◆ **Extract**

* * * *

It turns out that the Wine Tram tours are mainly on a bus – well the actual tram only visits two stops which happened to be at the end of our tour. But you won’t be disappointed as it’s a particularly cute bus, resplendent in green and gold. The open sides make for easy picture taking and the informative commentary fills you in about the wine life in Franschhoek.

All aboard the wine bus wine tram

We headed out of central Franschhoek towards our first stop Maison. It’s a beautifully quaint little building with a welcoming verandah and tasting area in front. The restaurant – Kitchen at Maison – which is currently rated the eighth best in the country, overlooks vines and mountains.

The quaintest of cottages greets you

There’s a strict timetable to follow which actually makes life easier. Each segment is organised in periods of an hour – so when you’re dropped off watches are synchronised and the bus is back in exactly an hour. You can of course stay two hours (or three, or however long you want). We found that the hour worked really well. The farms are all used to the system and served us quickly and efficiently. So we were ready to head off to the next stop when the bus arrived.

In the garden at Maison – a bit of natural art?

We decided to skip the next two stops – Eikehof and Leopard’s Leap, though I did get the opportunity to capture this stunning sculpture from the bus. No prizes for guessing which vineyard this was at. As well as all its other great qualities, Franschhoek is like a massive outdoor art gallery!

Look out for the leopard prowling on high

Next stop Chamonix which dates back to 1688. The newly opened restaurant which overlooks the forest at the back. We tucked into the cheese and charcuterie boards because you’ve gotta eat if you’re tasting all that wine. They were beautifully presented and tasty, just what we needed.

A tasty cheese selection to keep us going

A delicious charcuterie platter with local meat and cheeses

A short hop and we were off the bus again at spectacular Dieu Donne. It’s a modern construction, set high up on the slopes of Franschhoek with this spectacular view across the valley.

Dieu Donne’s view is one of the most amazing

The bus meanders through the streets of this historic little town – and it really makes you feel like you want to live there (or perhaps that’s due to the wine?). Beautiful views, quaint cottages and a sense of peace – I could picture myself moving into this house!

* * * *

◆ **Information supplied**
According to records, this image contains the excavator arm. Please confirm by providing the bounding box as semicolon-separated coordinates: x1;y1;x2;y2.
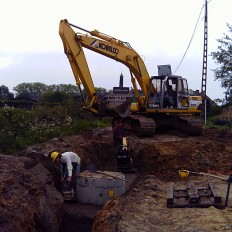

* * * *

◆ **Exercise**
Print the Franschhoek wine tram text, beginning at the words "Look out for" and stopping after "across the valley.". The listing comes from a separate source.

◆ **Written response**
Look out for the leopard prowling on high

Next stop Chamonix which dates back to 1688. The newly opened restaurant which overlooks the forest at the back. We tucked into the cheese and charcuterie boards because you’ve gotta eat if you’re tasting all that wine. They were beautifully presented and tasty, just what we needed.

A tasty cheese selection to keep us going

A delicious charcuterie platter with local meat and cheeses

A short hop and we were off the bus again at spectacular Dieu Donne. It’s a modern construction, set high up on the slopes of Franschhoek with this spectacular view across the valley.